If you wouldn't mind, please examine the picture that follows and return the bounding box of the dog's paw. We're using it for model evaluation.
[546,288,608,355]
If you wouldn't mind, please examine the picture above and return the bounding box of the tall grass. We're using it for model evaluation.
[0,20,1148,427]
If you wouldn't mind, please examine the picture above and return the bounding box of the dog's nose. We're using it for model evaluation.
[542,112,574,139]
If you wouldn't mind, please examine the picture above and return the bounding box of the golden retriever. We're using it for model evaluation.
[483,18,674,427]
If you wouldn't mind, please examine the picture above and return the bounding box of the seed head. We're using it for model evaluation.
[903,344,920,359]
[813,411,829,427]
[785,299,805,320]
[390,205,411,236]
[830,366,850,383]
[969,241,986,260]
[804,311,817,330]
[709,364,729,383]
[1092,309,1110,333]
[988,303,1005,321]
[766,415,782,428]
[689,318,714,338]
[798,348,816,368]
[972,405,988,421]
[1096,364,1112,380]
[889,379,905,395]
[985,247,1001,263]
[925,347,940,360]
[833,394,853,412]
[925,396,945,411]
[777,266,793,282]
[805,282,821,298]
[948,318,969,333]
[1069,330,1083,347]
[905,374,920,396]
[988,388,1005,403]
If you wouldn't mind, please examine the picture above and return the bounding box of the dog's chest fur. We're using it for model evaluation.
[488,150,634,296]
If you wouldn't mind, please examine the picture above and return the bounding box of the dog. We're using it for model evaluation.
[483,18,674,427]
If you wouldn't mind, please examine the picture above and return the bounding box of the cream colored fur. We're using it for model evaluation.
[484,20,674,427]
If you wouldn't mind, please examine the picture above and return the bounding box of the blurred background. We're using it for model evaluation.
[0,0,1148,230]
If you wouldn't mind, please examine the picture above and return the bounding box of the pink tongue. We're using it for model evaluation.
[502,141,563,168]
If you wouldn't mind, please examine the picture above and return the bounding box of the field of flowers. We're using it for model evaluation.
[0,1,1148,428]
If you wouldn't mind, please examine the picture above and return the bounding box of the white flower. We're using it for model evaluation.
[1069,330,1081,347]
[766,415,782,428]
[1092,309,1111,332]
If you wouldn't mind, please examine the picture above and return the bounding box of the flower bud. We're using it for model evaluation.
··········
--- WRITTEN PROBLEM ---
Reproduce all of the rows above, putting "quality review" wherever "model evaluation" occurs and changing nothing else.

--- EXERCISE RESULT ---
If you wouldn't mind, please examine the picture that follows and return the bounding box of the dog's paw. We're using it for quality review.
[546,288,608,355]
If you wouldn't mind, please examine the picture above and return the bounding box of the tall grass. We're using it for quality review.
[0,20,1148,427]
If you wouldn't mind, please examine the picture above and return the bounding box of the dog's nose. We're using it for quality review.
[542,112,574,139]
If you wouldn't mind, please examine the picture above and return the bounding box of the golden retriever. We're using it for quality review.
[483,18,674,427]
If you wouldn't mind, please examine the picture above and return the bounding box of the seed head. We're using it for quality review.
[903,344,920,359]
[813,411,829,427]
[785,299,805,320]
[390,205,411,236]
[830,366,850,383]
[969,241,986,260]
[804,311,817,330]
[709,364,729,383]
[1092,309,1110,333]
[988,303,1005,321]
[766,415,782,428]
[689,318,714,338]
[798,348,816,368]
[972,405,988,421]
[1096,364,1112,380]
[889,379,905,395]
[985,247,1001,263]
[925,347,940,360]
[833,394,853,412]
[925,396,945,411]
[777,266,793,282]
[805,282,821,298]
[948,318,969,333]
[1069,330,1083,347]
[905,374,920,396]
[988,388,1005,403]
If you wouldn't mind, please examine the picture above and return the bounding box of the dog's chest fur. We're using it for quality review.
[488,150,634,296]
If you wouldn't mind, please examine the picture above and return the bounding box of the dog. We're using it for quality review.
[483,18,674,427]
If you wouldn't mind, please examine the picture above and return the bounding box of the cream colored fur. We're using it for quality review.
[484,20,674,427]
If you wouldn't mind, please examine the picture above and return the bounding box of the blurred background. We're using it for quality review.
[0,0,1148,230]
If you wouldn't mind, please examine the picture above and return the bounding box of the pink tongue. We're using it for quality review.
[502,141,563,168]
If you wouldn't mind, please examine the picture above and return the bounding box of the field of flowers. We're using it for quality review.
[0,1,1148,428]
If you wouldn't mind, please examine the picture above and return the bounding box of the white flower. We're using it for quality review.
[1069,330,1081,347]
[766,415,782,428]
[1092,309,1111,332]
If you wouldn't mind, please examine the picture above and return the bounding box of the flower bud. We're using it for quality review.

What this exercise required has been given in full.